### Excerpted text
____
The Trump rally made small cap investing really fun for a while -- and is now making it much more precarious. The Russell 2000 index, which tracks small-cap stocks, declined 2.5% on Tuesday, marking its worst performance in six months.
Donald Trump's November election pushed small cap stocks' price-to-earnings ratios to near-record levels thanks to expectations for tax reform and economic growth under the new administration. The Russell 2000 index climbed 16% in the back half of the year. Small-cap ETFs saw $12 billion in inflows in the fourth quarter of 2016 and an additional $3 billion in in the early months of 2017. But in recent weeks, investors have begun to waver as the stock-boosting activity anticipated from Capitol Hill appears farther out on the horizon than expected. The Russell 2000's Tuesday decline wiped out all of its 2017 gains.
"While outsized domestic exposure, leverage to stronger economic growth and tax reform are clear positives, the timing and magnitude of the boost are unclear, with increasing risks that reform is pushed out," wrote Goldman Sachs analysts in a note on Friday. "Indeed, the muted performance of the Russell 2000 thus far in 2017 suggests that expectations may be catching up with reality."
The S&P 500 fell more than 1% on Tuesday, its biggest drop since October, as investors appear increasingly doubtful that Trump's promised tax reform, infrastructure spending and deregulation will come to fruition.
Corporate tax cuts have been the biggest driver of small-cap optimism, and with that being pushed back farther than initially anticipated, the scenario is looking less rosy.
Trump campaigned on a plan to reduce the corporate tax rate to 15%, while House Republicans proposed a 20% rate. Either would be significantly lower than the current rate of about 35%.
____
### Written problem 1
According to the small-cap article, what corporate tax rate did House Republicans propose?
____
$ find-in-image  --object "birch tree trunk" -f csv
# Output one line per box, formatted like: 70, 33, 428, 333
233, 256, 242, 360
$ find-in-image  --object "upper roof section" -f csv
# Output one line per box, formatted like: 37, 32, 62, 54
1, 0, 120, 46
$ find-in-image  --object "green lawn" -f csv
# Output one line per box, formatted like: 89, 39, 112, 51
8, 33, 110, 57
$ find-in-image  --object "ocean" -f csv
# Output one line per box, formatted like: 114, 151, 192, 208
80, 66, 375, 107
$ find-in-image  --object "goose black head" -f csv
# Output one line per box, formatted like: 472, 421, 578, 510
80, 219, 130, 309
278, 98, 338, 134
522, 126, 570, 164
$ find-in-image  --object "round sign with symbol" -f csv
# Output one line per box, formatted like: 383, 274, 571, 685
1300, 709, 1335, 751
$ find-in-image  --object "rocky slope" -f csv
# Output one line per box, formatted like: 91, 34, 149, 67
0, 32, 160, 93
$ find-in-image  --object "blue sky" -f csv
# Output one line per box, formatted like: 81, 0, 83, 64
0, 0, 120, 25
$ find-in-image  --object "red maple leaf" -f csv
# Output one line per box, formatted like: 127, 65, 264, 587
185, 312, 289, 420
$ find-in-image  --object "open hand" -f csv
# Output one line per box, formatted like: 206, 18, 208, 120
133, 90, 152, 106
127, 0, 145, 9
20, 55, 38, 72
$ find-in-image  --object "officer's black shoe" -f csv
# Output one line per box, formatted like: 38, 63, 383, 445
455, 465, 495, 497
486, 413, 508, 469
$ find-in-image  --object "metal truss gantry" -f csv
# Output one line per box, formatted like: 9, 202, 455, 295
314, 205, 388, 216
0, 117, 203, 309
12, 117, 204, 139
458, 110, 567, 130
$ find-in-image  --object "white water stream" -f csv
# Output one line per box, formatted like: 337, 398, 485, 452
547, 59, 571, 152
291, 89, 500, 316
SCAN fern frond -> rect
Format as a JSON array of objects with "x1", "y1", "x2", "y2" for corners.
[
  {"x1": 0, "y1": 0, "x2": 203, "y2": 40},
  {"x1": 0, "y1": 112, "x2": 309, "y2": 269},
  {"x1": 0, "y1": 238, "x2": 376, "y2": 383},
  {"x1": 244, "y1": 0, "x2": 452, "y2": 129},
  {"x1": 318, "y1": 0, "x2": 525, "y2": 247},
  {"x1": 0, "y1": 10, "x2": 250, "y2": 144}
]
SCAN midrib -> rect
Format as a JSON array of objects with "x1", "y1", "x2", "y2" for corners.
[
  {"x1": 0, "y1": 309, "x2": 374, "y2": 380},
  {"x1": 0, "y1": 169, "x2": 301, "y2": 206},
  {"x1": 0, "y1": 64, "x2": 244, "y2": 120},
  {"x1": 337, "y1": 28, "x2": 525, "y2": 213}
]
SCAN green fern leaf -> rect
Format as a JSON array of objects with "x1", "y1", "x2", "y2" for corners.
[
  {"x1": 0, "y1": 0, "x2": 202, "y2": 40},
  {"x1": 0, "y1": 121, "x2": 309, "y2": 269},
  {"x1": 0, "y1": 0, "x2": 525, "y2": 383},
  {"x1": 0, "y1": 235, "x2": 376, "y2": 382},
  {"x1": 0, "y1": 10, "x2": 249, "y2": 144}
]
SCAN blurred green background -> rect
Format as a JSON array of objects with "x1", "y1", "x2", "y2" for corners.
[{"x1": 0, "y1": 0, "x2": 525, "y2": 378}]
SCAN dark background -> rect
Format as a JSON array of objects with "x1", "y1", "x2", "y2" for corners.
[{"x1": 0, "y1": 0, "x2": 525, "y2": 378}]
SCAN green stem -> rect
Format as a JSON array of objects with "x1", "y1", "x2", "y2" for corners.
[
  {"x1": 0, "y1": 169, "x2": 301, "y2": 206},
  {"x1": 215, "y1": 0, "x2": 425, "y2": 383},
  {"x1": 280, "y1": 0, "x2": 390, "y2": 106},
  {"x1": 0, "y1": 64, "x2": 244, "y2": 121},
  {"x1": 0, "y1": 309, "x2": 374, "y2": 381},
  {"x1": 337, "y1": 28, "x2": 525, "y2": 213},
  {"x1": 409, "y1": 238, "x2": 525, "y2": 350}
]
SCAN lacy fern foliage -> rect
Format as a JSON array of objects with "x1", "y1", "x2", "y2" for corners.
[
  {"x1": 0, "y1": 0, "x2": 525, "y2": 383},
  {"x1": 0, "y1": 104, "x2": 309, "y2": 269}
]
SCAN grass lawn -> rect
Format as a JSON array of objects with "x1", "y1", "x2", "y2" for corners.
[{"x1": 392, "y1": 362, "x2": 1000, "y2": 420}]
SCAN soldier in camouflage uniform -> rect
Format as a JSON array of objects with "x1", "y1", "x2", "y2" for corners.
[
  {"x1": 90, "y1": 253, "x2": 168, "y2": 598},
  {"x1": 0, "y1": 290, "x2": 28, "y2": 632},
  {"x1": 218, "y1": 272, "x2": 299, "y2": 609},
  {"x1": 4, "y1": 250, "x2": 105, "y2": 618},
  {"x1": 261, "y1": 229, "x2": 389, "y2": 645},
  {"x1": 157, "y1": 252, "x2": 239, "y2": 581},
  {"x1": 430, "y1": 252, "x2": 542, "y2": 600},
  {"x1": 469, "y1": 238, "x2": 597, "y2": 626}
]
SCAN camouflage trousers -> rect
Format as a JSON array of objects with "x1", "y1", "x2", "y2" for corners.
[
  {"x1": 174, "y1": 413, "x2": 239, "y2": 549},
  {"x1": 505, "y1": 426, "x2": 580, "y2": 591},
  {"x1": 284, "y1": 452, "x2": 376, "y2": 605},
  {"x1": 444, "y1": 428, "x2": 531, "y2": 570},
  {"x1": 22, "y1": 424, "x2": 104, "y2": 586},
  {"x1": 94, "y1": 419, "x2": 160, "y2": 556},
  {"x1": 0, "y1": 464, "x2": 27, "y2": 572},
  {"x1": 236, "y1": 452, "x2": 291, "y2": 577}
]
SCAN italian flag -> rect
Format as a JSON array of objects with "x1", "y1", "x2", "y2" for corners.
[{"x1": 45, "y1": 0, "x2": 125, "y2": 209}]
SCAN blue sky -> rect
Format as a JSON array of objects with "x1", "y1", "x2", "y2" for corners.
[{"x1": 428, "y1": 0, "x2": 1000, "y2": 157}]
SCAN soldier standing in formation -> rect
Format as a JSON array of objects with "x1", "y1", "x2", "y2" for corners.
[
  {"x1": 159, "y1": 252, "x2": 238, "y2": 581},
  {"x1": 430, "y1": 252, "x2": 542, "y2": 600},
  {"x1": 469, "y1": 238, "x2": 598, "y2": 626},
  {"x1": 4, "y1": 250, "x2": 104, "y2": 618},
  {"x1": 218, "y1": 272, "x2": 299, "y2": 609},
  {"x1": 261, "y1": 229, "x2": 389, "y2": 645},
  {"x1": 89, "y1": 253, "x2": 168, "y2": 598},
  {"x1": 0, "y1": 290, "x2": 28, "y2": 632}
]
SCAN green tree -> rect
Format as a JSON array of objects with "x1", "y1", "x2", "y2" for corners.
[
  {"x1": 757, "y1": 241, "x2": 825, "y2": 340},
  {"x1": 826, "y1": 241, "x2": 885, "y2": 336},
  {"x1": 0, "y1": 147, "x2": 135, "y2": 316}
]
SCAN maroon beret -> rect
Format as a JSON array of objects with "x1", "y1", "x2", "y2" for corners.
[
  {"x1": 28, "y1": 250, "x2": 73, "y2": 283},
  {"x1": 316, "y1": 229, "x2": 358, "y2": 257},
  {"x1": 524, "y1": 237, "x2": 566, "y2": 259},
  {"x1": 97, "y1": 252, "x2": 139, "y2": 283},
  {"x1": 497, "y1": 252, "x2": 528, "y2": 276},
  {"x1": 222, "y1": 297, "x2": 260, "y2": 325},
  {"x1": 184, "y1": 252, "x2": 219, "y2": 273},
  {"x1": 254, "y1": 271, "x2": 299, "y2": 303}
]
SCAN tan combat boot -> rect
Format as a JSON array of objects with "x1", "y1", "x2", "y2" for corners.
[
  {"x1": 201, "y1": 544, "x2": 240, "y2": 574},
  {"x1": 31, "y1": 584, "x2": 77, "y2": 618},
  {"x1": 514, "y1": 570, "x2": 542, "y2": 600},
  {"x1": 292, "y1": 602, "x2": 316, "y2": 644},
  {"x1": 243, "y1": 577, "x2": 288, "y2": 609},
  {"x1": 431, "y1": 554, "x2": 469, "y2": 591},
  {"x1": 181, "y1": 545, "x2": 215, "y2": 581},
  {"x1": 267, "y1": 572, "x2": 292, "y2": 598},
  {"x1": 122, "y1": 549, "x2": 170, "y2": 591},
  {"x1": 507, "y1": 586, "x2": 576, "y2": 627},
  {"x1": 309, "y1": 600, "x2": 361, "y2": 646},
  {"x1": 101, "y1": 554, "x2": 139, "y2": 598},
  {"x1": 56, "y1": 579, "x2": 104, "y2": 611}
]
____
### Written problem 2
Transcribe the entries exactly as they appear, starting with their first line and going on through the line that contains "1, 0, 120, 46".

### Solution 1
A 20% rate.

### Solution 2
$ find-in-image  --object "birch tree trunk" -f csv
# Output one line per box, formatted like: 70, 33, 428, 333
233, 256, 242, 360
$ find-in-image  --object "upper roof section" -f csv
# Output one line per box, formatted like: 37, 32, 62, 54
1, 0, 120, 46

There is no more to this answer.